Source records
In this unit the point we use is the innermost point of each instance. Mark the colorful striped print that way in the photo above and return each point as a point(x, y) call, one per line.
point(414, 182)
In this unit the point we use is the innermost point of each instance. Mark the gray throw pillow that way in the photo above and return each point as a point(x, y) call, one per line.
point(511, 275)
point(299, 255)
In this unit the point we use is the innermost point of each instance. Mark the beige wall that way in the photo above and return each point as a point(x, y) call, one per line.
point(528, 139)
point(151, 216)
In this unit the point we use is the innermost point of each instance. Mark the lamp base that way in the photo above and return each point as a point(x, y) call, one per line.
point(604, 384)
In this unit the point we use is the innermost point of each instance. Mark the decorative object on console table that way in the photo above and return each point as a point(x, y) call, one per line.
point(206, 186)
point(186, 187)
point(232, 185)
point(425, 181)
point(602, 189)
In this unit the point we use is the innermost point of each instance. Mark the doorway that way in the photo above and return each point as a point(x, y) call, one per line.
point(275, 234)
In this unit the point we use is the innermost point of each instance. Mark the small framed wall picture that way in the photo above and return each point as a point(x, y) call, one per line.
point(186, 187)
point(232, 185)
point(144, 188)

▶ _What is needed_
Write out the material above again, renaming every "unit" to "section" and leaving everything else unchanged.

▶ _Answer to this problem_
In this section the point we use is the innermost point of each instance. Mark the colorful striped print that way in the photo above and return each point as a point(x, y) call, one per line.
point(414, 182)
In this section the point we use is the innermost point of each instance. Mark the gray throw pillow that way in the photo above and return each point as a point(x, y) call, one per line.
point(511, 275)
point(299, 255)
In this section the point we use is the innermost point of each instance. Mark the beige wall that way in the photo above and return each point as a point(x, y) call, one per line.
point(528, 139)
point(151, 216)
In this section the point we use is the innermost point of each instance. Mark the lamp base that way in the photo above and return each point as a point(x, y) call, one per line.
point(604, 384)
In this section the point we use is the innermost point of each instance. Mark the decorative object on console table that way in the photo above and return each point as a point(x, y) call, one per line.
point(206, 186)
point(186, 187)
point(232, 185)
point(425, 181)
point(602, 189)
In this section the point we use is the innermost point of each instance. Mark the doorway that way in the photo above and return each point as a point(x, y) call, one per line.
point(275, 234)
In this section the point we use is the innermost point of each instance. Mark the small framed wall picture that way in the photo above and return each point as a point(x, y) call, one per line.
point(186, 187)
point(232, 185)
point(144, 188)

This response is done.